#### What the task requires
Repeat the lines below exactly as they appear, but leave out the images.

— Start of Data in this exercise —

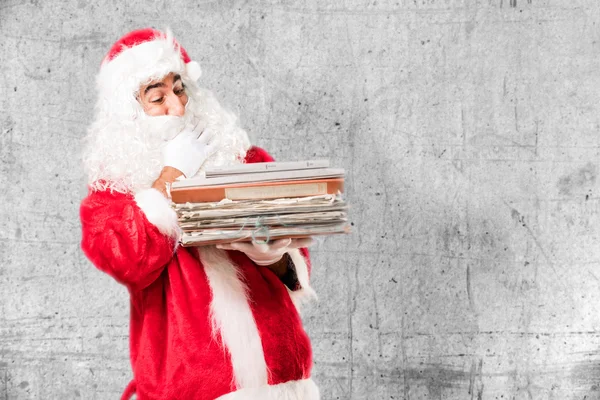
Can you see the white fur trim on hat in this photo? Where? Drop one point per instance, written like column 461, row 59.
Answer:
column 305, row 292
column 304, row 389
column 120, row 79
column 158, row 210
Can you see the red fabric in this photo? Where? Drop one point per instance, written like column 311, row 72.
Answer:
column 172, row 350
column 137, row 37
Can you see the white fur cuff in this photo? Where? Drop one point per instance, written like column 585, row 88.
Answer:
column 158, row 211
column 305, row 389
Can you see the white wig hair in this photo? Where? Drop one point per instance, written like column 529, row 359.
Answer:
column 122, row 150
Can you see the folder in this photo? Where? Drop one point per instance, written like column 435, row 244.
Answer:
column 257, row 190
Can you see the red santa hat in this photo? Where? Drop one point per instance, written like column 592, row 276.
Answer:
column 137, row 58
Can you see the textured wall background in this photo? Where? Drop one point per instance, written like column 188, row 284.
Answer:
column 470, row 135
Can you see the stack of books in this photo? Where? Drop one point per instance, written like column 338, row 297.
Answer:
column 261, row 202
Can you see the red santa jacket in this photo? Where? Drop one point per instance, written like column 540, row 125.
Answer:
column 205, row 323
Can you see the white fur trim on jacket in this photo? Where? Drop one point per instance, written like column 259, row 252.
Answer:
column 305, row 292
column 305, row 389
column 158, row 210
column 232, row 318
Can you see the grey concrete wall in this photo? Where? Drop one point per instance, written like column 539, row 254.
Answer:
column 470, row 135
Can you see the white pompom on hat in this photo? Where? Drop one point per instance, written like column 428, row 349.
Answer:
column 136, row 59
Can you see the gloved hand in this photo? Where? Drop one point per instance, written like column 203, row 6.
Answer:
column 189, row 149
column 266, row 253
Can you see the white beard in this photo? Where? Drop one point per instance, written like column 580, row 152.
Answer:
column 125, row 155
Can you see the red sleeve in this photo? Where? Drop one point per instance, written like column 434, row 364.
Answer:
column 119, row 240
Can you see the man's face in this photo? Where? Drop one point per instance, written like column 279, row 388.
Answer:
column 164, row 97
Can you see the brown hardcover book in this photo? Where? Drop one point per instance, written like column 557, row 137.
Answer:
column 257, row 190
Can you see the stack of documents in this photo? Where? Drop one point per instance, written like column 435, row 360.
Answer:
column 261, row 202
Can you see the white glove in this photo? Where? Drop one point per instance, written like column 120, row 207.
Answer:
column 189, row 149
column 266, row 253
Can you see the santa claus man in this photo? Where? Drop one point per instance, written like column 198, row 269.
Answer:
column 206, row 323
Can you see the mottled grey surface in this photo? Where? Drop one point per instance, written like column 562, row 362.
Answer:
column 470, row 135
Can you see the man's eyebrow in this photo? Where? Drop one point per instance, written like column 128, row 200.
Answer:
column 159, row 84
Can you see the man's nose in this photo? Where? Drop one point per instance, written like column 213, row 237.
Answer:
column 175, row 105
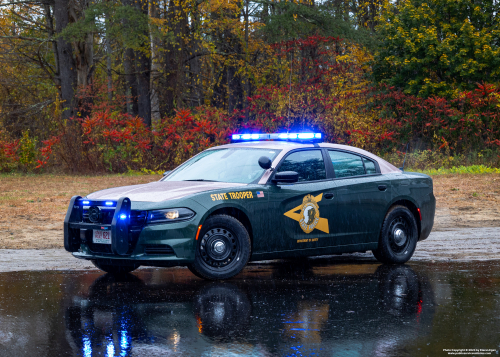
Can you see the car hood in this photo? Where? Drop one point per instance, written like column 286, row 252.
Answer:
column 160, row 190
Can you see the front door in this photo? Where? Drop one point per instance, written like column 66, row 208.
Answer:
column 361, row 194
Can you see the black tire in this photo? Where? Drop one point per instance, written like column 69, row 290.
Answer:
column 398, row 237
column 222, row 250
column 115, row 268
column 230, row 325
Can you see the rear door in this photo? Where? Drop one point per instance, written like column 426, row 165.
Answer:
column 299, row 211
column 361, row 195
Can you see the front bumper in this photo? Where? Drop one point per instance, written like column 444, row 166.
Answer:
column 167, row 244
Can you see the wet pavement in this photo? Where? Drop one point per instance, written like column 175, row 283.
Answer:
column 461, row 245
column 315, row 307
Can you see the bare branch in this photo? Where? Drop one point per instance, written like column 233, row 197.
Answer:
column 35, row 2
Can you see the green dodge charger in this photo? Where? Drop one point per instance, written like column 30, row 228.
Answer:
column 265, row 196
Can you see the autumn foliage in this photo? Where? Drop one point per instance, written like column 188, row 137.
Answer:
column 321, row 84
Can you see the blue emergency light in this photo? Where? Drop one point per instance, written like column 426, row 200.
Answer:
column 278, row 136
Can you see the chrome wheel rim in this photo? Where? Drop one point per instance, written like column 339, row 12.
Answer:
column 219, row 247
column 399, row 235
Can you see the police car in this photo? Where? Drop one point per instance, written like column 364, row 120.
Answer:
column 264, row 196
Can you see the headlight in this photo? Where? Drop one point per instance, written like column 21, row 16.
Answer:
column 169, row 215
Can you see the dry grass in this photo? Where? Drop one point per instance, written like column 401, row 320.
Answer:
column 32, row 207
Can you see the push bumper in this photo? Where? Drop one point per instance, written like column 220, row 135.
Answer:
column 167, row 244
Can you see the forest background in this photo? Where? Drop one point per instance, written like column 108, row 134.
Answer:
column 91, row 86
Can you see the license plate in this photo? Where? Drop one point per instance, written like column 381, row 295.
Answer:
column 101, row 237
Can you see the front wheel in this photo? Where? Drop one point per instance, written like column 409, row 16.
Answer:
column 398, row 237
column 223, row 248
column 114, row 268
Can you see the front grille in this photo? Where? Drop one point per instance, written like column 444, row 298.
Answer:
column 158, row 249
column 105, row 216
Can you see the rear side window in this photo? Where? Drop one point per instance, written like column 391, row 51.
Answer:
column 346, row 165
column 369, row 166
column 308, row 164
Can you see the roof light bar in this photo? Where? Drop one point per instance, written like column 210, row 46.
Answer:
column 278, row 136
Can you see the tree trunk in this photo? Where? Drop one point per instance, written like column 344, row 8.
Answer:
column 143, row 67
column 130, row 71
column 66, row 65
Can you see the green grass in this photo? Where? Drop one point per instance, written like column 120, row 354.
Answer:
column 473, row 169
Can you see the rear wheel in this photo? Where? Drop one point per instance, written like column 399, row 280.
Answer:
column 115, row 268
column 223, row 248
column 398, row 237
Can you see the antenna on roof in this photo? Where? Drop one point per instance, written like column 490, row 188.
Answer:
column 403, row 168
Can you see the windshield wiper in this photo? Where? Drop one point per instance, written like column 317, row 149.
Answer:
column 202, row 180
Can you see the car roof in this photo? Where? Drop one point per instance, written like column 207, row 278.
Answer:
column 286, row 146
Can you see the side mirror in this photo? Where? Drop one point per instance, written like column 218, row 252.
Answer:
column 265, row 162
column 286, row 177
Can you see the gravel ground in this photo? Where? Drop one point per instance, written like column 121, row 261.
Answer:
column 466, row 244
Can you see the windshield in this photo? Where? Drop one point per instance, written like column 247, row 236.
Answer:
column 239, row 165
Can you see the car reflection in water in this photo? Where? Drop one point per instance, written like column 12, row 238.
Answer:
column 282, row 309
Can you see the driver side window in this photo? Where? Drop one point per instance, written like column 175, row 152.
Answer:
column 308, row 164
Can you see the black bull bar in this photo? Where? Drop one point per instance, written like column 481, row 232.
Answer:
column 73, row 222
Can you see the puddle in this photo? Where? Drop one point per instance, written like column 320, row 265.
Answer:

— End of Data in this exercise —

#### Full response
Can you see the white fur trim on hat in this photo? Where? Drop one point per instance, written like column 461, row 59.
Answer:
column 305, row 292
column 304, row 389
column 120, row 79
column 158, row 210
Can you see the red fabric in this photo? Where? Drop one point per instance, written like column 311, row 72.
Answer:
column 172, row 350
column 137, row 37
Can you see the white fur cuff in this photo? Where? Drop one point per instance, written like column 585, row 88.
Answer:
column 158, row 211
column 305, row 389
Can you see the white wig hair in this photo? Where? Drop one point per instance, written like column 529, row 359.
Answer:
column 122, row 150
Can you see the folder in this photo? Where? Drop one point per instance, written like column 435, row 244.
Answer:
column 257, row 190
Can you see the red santa hat in this photo? Where? Drop one point per instance, written like column 592, row 276.
Answer:
column 137, row 58
Can you see the textured wall background in this photo? Where? Drop one point per instance, written like column 188, row 284.
Answer:
column 470, row 135
Can you see the stack of books in this photo? Where? Drop one point per instance, written like column 338, row 297.
Answer:
column 261, row 202
Can you see the red santa jacket in this photo? Where? Drop one point per instance, written like column 540, row 125.
Answer:
column 205, row 323
Can you see the white fur trim on jacket in this photo? Where? Drop one point per instance, written like column 259, row 252.
Answer:
column 305, row 292
column 305, row 389
column 158, row 210
column 232, row 318
Can you see the grey concrete wall in this photo? Where? Drop one point per instance, written like column 539, row 254.
Answer:
column 470, row 135
Can you see the white pompom on hat in this photo? Where? Drop one point per instance, written like column 428, row 349.
Answer:
column 136, row 59
Can you see the gloved hand in this photo? Where? Drop one point per instance, written like column 203, row 6.
Answer:
column 189, row 149
column 266, row 253
Can you see the white beard in this photo? Where? Drop one point per instance, written like column 580, row 152.
Answer:
column 125, row 155
Can you see the red sleeve in this photo? Where? Drop one point per instance, written like column 434, row 364.
Answer:
column 119, row 240
Can you see the man's face in this photo? Where? Drop one point per instance, written like column 279, row 388.
Answer:
column 164, row 97
Can you see the brown hardcover book in this photo? Where? Drop one point per instance, written like column 557, row 137.
Answer:
column 257, row 190
Can you see the stack of documents in this photo? Where? Drop one point per instance, written like column 435, row 360.
Answer:
column 261, row 202
Can you see the white glove in this photo? Where? Drop one point per instance, written like column 120, row 207.
Answer:
column 189, row 149
column 266, row 253
Can you see the santa claus man in this photo? Where? Drop one point per instance, written like column 198, row 269.
Answer:
column 206, row 323
Can you see the mottled grey surface in this photo? Where? Drop one point per instance, written like column 562, row 362.
Answer:
column 470, row 135
Can you see the man's eyebrow in this photo? Where? Drop one point per instance, written like column 128, row 200.
Answer:
column 159, row 84
Can you see the man's nose in this photo? Where? Drop one point per instance, written like column 213, row 237.
Answer:
column 175, row 105
Can you see the car hood in this photo? Where? Drop one point per instance, written like column 286, row 252.
Answer:
column 160, row 190
Can you see the front door in this photo? Where? Drop one point per instance, written like column 66, row 208.
Answer:
column 361, row 194
Can you see the black tire in this photo? Where? Drop one point per instance, written like column 69, row 290.
Answer:
column 398, row 237
column 222, row 250
column 115, row 268
column 230, row 325
Can you see the rear door in this photo? Where? Drop one point per instance, written like column 426, row 165.
Answer:
column 299, row 211
column 361, row 195
Can you see the front bumper in this photo? Where? Drop one point per instance, written like column 444, row 166.
Answer:
column 167, row 244
Can you see the wet pavement in this photo? Where? Drop one point per instance, written like column 175, row 283.
Answer:
column 461, row 245
column 315, row 307
Can you see the bare branch in this photo? Where? Drop one point per instance, written like column 233, row 197.
Answer:
column 35, row 2
Can you see the green dodge charger in this photo? Where? Drop one point per instance, written like column 30, row 228.
Answer:
column 265, row 196
Can you see the autumn foliage in this photo? Where? Drop one point per instance, written like column 188, row 137.
Answer:
column 321, row 84
Can you see the blue emergency light in this photo? Where? Drop one point per instance, written like column 426, row 200.
Answer:
column 278, row 136
Can you see the chrome wheel rim in this photo? Where? Drop one point per instance, written like column 339, row 12.
Answer:
column 219, row 247
column 399, row 235
Can you see the police car in this photo? Where? Drop one point per instance, written like column 364, row 120.
Answer:
column 264, row 196
Can you see the headlight in this photo? Where? Drop one point per instance, written like column 21, row 16.
Answer:
column 169, row 215
Can you see the dry grass in this photo? Where? Drop one point per instance, written like column 401, row 320.
Answer:
column 32, row 207
Can you see the push bumper in this photo? Where? Drop one point per instance, written like column 220, row 135.
Answer:
column 167, row 244
Can you see the forest background in this photo? Where? Drop one point per instance, written like column 108, row 134.
Answer:
column 91, row 86
Can you see the license plate in this photo? Where? Drop one point per instance, written like column 381, row 295.
Answer:
column 101, row 237
Can you see the front wheel in this photo? Where? Drop one point per instance, written like column 409, row 16.
Answer:
column 398, row 237
column 223, row 248
column 114, row 268
Can you see the front grille in this photo? Where? Drop one point per instance, written like column 444, row 298.
Answer:
column 158, row 249
column 105, row 216
Can you see the rear side window in this photo? Where? Drop one point per instance, written like column 391, row 51.
Answer:
column 346, row 165
column 369, row 166
column 308, row 164
Can you see the roof light bar in this photo? Where? Drop one point per instance, written like column 210, row 46.
Answer:
column 278, row 136
Can you see the tree trunk in this photo? Where? Drop one point per instance, written like column 344, row 8.
Answer:
column 143, row 67
column 130, row 71
column 66, row 65
Can you see the green grass in this photo? Where? Drop one point per instance, written like column 120, row 354.
Answer:
column 473, row 169
Can you see the rear wheel in this photo? Where? Drop one point per instance, written like column 399, row 280.
Answer:
column 115, row 268
column 223, row 248
column 398, row 237
Can you see the antenna on roof in this photo? Where? Drop one point per instance, written like column 490, row 188.
Answer:
column 403, row 168
Can you see the windshield wiper in this photo? Where? Drop one point per instance, written like column 317, row 149.
Answer:
column 202, row 180
Can you see the car roof in this photo? Where? Drop one point per instance, written like column 207, row 278.
Answer:
column 286, row 146
Can you see the side mirror in this photo? Where? Drop one point per instance, written like column 218, row 252.
Answer:
column 265, row 162
column 286, row 177
Can you see the gravel ground in this photo? Where? Drop one point per instance, written like column 121, row 261.
Answer:
column 466, row 244
Can you see the windshield in this photo? Where? Drop one point per instance, written like column 247, row 236.
Answer:
column 239, row 165
Can you see the car reflection in water in this photo? Where? Drop one point per instance, written like column 12, row 238.
Answer:
column 282, row 309
Can you see the driver side window in this photo? Where? Drop one point per instance, written like column 175, row 152.
Answer:
column 308, row 164
Can you see the black bull bar in this photo? Where? Drop one point per instance, written like column 481, row 232.
Answer:
column 73, row 222
Can you see the puddle in this photo? Where? Drop one point per instance, written like column 320, row 265.
Answer:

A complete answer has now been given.